WHAT THE TASK REQUIRES = Write out each of the saved entries below line for line, changing nothing.
** EXTRACTED DATA follows **
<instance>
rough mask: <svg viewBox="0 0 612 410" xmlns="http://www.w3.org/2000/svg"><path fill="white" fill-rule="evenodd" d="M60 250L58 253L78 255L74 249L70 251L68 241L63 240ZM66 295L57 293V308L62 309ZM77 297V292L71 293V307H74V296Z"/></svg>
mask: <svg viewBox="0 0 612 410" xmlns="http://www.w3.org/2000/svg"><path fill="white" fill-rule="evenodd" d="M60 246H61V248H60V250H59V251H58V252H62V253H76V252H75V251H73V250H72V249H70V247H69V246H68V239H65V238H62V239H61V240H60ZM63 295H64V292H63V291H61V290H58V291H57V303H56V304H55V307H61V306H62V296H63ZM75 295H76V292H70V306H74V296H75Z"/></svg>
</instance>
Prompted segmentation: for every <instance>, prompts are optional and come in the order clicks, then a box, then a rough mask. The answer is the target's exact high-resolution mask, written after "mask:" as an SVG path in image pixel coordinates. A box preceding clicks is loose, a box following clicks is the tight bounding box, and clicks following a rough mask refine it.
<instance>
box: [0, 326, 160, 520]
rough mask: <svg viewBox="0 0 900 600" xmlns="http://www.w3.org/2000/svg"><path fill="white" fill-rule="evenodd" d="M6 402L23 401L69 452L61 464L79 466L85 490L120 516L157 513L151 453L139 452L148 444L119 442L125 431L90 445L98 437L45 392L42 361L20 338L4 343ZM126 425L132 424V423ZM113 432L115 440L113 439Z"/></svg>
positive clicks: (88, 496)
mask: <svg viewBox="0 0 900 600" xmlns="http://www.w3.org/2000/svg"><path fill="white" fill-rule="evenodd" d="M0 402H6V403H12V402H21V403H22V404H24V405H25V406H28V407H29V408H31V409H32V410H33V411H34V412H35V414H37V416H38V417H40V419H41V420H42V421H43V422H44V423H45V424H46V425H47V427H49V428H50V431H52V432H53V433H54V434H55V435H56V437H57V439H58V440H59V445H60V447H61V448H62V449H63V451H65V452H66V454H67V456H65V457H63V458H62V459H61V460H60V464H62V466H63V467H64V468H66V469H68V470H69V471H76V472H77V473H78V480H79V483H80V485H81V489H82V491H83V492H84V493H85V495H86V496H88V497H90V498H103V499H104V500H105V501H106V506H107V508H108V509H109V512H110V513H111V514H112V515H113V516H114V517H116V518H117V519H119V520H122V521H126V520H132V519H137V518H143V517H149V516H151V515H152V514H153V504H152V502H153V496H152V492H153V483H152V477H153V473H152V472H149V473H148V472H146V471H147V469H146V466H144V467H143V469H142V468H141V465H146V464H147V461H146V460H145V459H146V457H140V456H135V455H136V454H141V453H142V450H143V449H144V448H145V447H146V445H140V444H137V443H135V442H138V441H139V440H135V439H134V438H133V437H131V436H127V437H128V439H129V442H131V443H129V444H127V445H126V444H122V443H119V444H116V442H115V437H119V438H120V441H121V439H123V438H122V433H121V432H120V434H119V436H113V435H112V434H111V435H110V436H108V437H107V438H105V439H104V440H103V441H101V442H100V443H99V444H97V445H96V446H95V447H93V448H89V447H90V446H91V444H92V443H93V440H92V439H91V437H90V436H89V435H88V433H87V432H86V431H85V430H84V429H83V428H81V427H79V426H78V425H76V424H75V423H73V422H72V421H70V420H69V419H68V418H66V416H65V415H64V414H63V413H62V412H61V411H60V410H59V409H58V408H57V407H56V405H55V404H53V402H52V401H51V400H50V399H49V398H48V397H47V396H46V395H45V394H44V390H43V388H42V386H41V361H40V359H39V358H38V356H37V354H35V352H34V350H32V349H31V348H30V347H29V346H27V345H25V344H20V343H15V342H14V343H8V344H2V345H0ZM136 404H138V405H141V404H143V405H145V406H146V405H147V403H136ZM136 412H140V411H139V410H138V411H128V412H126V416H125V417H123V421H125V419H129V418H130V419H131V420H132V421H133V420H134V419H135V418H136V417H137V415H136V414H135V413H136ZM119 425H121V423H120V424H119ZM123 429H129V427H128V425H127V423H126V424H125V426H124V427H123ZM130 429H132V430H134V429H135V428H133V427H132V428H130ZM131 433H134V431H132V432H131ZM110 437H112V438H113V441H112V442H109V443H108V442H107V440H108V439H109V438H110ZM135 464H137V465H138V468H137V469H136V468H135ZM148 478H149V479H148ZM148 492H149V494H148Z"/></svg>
** End of EXTRACTED DATA **
TASK ANSWER =
<instance>
rough mask: <svg viewBox="0 0 612 410" xmlns="http://www.w3.org/2000/svg"><path fill="white" fill-rule="evenodd" d="M60 250L58 253L78 255L74 249L70 251L68 241L63 240ZM66 295L57 293V308L62 309ZM77 297V292L71 293V307H74V296Z"/></svg>
mask: <svg viewBox="0 0 612 410" xmlns="http://www.w3.org/2000/svg"><path fill="white" fill-rule="evenodd" d="M60 246H61V248H60V250H59V251H58V252H62V253H76V252H75V251H73V250H72V249H70V247H69V246H68V239H65V238H62V239H61V240H60ZM63 295H64V292H63V291H61V290H58V291H57V303H56V304H55V307H61V306H62V296H63ZM75 295H76V292H70V306H74V296H75Z"/></svg>
</instance>
Prompted segmentation: for every <instance>, prompts are optional and come in the order clicks, then a box, then a rough mask. The answer is the target's exact high-resolution mask, written after "mask:" as an SVG path in image pixel coordinates. A box preceding clicks is loose, a box following clicks is the tight bounding box, and clicks following a rough mask refine it.
<instance>
box: [0, 326, 160, 520]
rough mask: <svg viewBox="0 0 900 600" xmlns="http://www.w3.org/2000/svg"><path fill="white" fill-rule="evenodd" d="M6 402L23 401L69 452L61 464L79 466L85 490L120 516L157 513L151 453L139 452L148 444L119 442L125 431L90 445L98 437L45 392L42 361L20 338L4 343ZM126 425L132 424V423ZM113 432L115 440L113 439Z"/></svg>
positive clicks: (88, 496)
mask: <svg viewBox="0 0 900 600" xmlns="http://www.w3.org/2000/svg"><path fill="white" fill-rule="evenodd" d="M0 402H6V403H12V402H21V403H22V404H24V405H25V406H28V407H29V408H31V409H32V410H33V411H34V412H35V414H37V416H38V417H40V419H41V420H42V421H43V422H44V423H45V424H46V425H47V427H49V428H50V431H52V432H53V433H54V434H55V435H56V437H57V439H58V440H59V445H60V447H61V448H62V449H63V451H65V452H66V454H67V456H65V457H63V458H62V459H61V460H60V464H62V466H63V467H64V468H66V469H68V470H69V471H76V472H77V473H78V480H79V483H80V485H81V489H82V491H83V492H84V493H85V495H86V496H88V497H90V498H103V499H104V500H105V501H106V506H107V508H108V509H109V512H110V513H111V514H112V515H113V516H114V517H116V518H117V519H119V520H122V521H126V520H132V519H137V518H143V517H149V516H151V515H152V514H153V504H152V502H153V496H152V492H153V483H152V477H153V473H152V472H149V473H148V472H146V471H147V469H146V466H144V467H143V469H142V468H141V465H146V464H147V461H146V460H145V459H146V457H140V456H135V455H136V454H141V453H142V450H143V449H144V448H145V447H146V445H140V444H137V443H135V442H138V441H139V440H135V439H134V438H133V437H131V436H127V437H128V439H129V442H131V443H129V444H127V445H126V444H122V443H119V444H116V442H115V437H119V438H120V441H121V439H123V438H122V433H121V432H120V434H119V436H113V435H112V434H111V435H110V436H108V437H107V438H105V439H104V440H103V441H101V442H100V443H99V444H97V445H96V446H95V447H93V448H89V447H90V446H91V444H92V443H93V440H92V439H91V437H90V436H89V435H88V433H87V432H86V431H85V430H84V429H83V428H81V427H79V426H78V425H76V424H75V423H73V422H72V421H70V420H69V419H68V418H66V416H65V415H64V414H63V413H62V412H61V411H60V410H59V409H58V408H57V407H56V405H55V404H53V402H52V401H51V400H50V399H49V398H48V397H47V396H46V395H45V394H44V390H43V388H42V386H41V361H40V359H39V358H38V356H37V354H35V352H34V350H32V349H31V348H30V347H29V346H27V345H25V344H20V343H15V342H14V343H8V344H2V345H0ZM136 404H138V405H141V404H143V405H145V406H146V405H147V403H136ZM136 412H140V411H139V410H138V411H128V412H126V416H125V417H123V421H125V419H129V418H130V419H131V420H132V421H133V420H134V419H135V418H136V417H137V415H136V414H135V413H136ZM119 425H121V423H120V424H119ZM123 429H129V427H128V425H127V423H126V424H125V426H124V427H123ZM130 429H132V430H134V429H135V428H133V427H132V428H130ZM131 433H134V431H132V432H131ZM110 437H112V438H113V441H112V442H109V443H108V442H107V440H108V439H109V438H110ZM135 464H137V465H138V468H137V469H136V468H135ZM148 478H149V479H148ZM148 492H149V494H148Z"/></svg>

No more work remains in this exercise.